• **EXERCISE SET**
**a.** Rewrite the passage on Chabot's marriage and children, starting at "On 10 January" and ending at "Duke of Elbeuf.", with "Countess" replaced by "Lady".
**b.** According to the passage on Chabot's marriage, how many children did Chabot and Françoise de Longwy have?
**c.** Continue the passage on Chabot's marriage and children from its last sentence.

• **SELECTED TEXT**

On 10 January 1526, Chabot married Françoise de Longwy, Dame de Pagny and de Mirebeau (c.1510- after 14 April 1561), the eldest daughter of Jean IV de Longwy, Seigneur de Givry, Baron of Pagny and of Mirebeau (died 1520), and Jeanne of Angoulême, Countess of Bar-sur-Seine, the illegitimate half-sister of King Francis. They had six children:
- Léonor Chabot, Count of Charny (1526–1597), married firstly Claude Gouffier, by whom he had two daughters; and secondly Françoise de Longwy-Rye, Dame de Longwy, by whom he had another four daughters, including Marguerite de Chabot, Countess of Charny (1565- 29 September 1652), who married Charles I of Lorraine (province), the Duke of Elbeuf.

• **ENTRIES PROVIDED**
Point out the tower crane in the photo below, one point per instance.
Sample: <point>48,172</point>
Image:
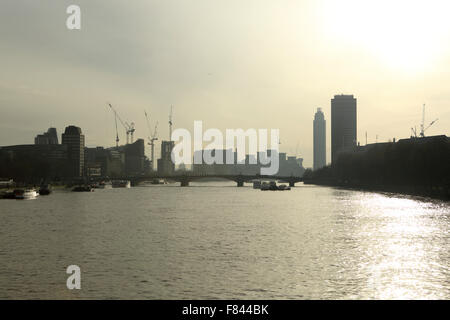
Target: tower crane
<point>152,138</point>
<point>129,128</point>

---

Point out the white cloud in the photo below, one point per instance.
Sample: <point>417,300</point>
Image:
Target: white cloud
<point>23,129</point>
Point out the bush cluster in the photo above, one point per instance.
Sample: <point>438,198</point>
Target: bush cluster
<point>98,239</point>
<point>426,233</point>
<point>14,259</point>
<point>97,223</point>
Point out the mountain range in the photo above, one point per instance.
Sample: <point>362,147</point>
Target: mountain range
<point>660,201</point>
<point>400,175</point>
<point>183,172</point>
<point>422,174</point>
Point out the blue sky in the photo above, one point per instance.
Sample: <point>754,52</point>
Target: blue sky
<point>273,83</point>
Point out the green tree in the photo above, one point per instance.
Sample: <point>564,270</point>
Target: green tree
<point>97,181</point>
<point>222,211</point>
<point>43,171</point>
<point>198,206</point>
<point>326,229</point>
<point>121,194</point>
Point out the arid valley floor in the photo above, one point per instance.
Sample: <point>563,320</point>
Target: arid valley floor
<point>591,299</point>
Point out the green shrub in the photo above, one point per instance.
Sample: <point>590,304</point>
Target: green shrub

...

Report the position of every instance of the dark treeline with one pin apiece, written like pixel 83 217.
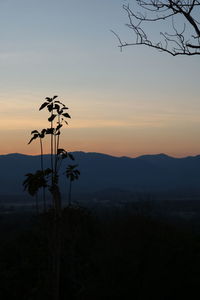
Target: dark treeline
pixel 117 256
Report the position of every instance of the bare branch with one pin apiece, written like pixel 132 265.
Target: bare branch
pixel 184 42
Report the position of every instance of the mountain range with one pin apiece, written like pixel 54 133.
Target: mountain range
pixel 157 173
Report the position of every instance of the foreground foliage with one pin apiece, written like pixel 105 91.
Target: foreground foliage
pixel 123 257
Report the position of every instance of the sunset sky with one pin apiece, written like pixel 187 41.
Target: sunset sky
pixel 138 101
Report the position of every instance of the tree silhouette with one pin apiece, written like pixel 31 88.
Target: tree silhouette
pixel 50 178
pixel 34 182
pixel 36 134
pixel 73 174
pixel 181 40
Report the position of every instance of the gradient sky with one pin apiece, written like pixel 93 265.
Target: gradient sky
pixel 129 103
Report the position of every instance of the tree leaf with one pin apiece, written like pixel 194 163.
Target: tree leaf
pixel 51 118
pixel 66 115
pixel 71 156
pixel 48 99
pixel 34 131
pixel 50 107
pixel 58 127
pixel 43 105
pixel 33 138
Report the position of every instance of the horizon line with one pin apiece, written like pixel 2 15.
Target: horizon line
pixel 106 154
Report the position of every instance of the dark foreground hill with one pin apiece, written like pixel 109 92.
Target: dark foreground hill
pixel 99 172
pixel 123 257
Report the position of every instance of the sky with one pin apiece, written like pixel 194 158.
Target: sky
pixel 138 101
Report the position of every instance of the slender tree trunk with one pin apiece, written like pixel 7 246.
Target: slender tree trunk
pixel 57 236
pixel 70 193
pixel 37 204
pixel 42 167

• **ANSWERS BELOW**
**a.**
On 10 January 1526, Chabot married Françoise de Longwy, Dame de Pagny and de Mirebeau (c.1510- after 14 April 1561), the eldest daughter of Jean IV de Longwy, Seigneur de Givry, Baron of Pagny and of Mirebeau (died 1520), and Jeanne of Angoulême, Lady of Bar-sur-Seine, the illegitimate half-sister of King Francis. They had six children:
- Léonor Chabot, Count of Charny (1526–1597), married firstly Claude Gouffier, by whom he had two daughters; and secondly Françoise de Longwy-Rye, Dame de Longwy, by whom he had another four daughters, including Marguerite de Chabot, Lady of Charny (1565- 29 September 1652), who married Charles I of Lorraine (province), the Duke of Elbeuf.

**b.** Six.

**c.**
- François Chabot, Marquis of Mirebeau, married firstly, Françoise, Dame de Lugny, by whom he had one daughter; and secondly on 25 December 1565, Catherine de Silly, by whom he had seven children.
- Françoise Chabot de Charny, married Charles de La Rochefoucard, Seigneur de Barbesieux, by whom she had three daughters.
- Antoinette Chabot de Charny, married Jean VI d'Aumont, Count of Chateauroux, by whom she had one son.
- Anne Chabot de Charny, married Karl van Halewijn, Marquis of Maignelais, by whom she had one daughter.
- Jeanne Chabot de Charny, Abbess of Porcelet (died 1593)

== Sources ==

The main authorities for Chabot's life are his manuscript correspondence in the Bibliothèque Nationale, Paris, and contemporary memoirs. See also E. de Barthlemy, Chabot de Brion, in the Revue des questions historiques (page 168, vol. xx. July 1876); Martineau, L'Amiral Chabot, in the Positions des l'hses de l'Ecole des Chartes (1883).

== Fictional portrayals ==
His conflict with Montmorency is depicted in a 17th-century play by George Chapman and James Shirley entitled The Tragedy of Chabot, Admiral of France (1639).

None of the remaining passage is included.